Source extract:
■ ■ ■ ■ ■ ■ ■
Responsibilities
- Architect and govern the design, deployment, and operation of high-scale, multi-region VM and Kubernetes infrastructure on GCP and AWS, ensuring maximum resilience and performance across all environments.
- Drive cross-functional technical alignment with Engineering, Product, Compliance, and Security teams, serving as the architectural consultant and leader for major initiatives involving capacity planning, disaster recovery, and cloud-native application design.
- Define and enforce organizational best practices and standards for Infrastructure as Code (IaC) using Terraform and Spacelift, ensuring consistency and security across all provisioned cloud resources (GCP/AWS).
- Design and manage complex, multi-layer configuration management and deployment workflows that optimize reliability and operational efficiency across the entire platform.
- Set the technical direction and implement comprehensive observability solutions (Grafana Cloud, Prometheus/Mimir, OTel collectors), establishing organization-wide standards for system visibility, metrics, and alerting.
- Define the strategic architecture and lifecycle management of core platform services, including certificate management, DNS automation, ingress controllers, and service mesh networking (Cilium).
- Proactively identify and lead large-scale strategic efforts to eliminate technical toil and improve operational efficiency through the development of tools, strategic automation, and building advanced CI/CD pipelines.
- Mentor and provide deep technical guidance to both junior and senior engineers within Platform Infrastructure Engineering.
- Participate in a 24x7 on-call rotation as part of a globally distributed team, responding to incidents and driving post-incident reviews to ensure long-term solutions and process improvements.
Requirements
- Bachelor's degree in Computer Science, similar technical field of study, or equivalent practical experience.
- Proficiency in common programming & scripting languages. We use a lot of python, bash and go.
- Understanding of network topologies, communication protocols (ie. TCP/IP, HTTP/S, UDP, TLS) and enterprise grade connectivity solutions.
- Kubernetes expertise including cluster administration, RBAC, networking, workload management, and troubleshooting across production environments.
- Proven experience with Terraform for infrastructure provisioning and management.
- Knowledge of Google Cloud Platform services including GKE, VPC networking, Cloud DNS, Artifact Registry, Secret Manager, IAM, Gemini Code Assist, and Workload Identity.
- Prior experience and success mentoring other junior and senior engineers
- Experience with GitOps methodologies and tools.
- Clear understanding of how to use LLM code assist tools to effectively build software.
Work Arrangement
Remote (Worldwide)
Additional Information
- Participate in a 24x7 on-call rotation as part of a globally distributed team.
- All qualified applicants will receive consideration for employment without regard to race, sex, color, religion, sexual orientation, gender identity, national origin, protected veteran status, or on the basis of disability.
■ ■ ■ ■ ■ ■ ■
(Point-per-instance localization data)
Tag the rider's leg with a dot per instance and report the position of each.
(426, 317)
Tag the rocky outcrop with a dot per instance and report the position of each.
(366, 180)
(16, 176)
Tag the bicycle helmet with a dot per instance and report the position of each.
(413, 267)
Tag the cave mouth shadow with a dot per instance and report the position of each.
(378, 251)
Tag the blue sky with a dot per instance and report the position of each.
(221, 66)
■ ■ ■ ■ ■ ■ ■
Assigned task: Reproduce the portion of the job listing that begins at the words "- Proficiency in" and ends after "grade connectivity solutions.", substituting "ruby" for "python". The records have no connection to the job listing.

Exercise answer:
- Proficiency in common programming & scripting languages. We use a lot of ruby, bash and go.
- Understanding of network topologies, communication protocols (ie. TCP/IP, HTTP/S, UDP, TLS) and enterprise grade connectivity solutions.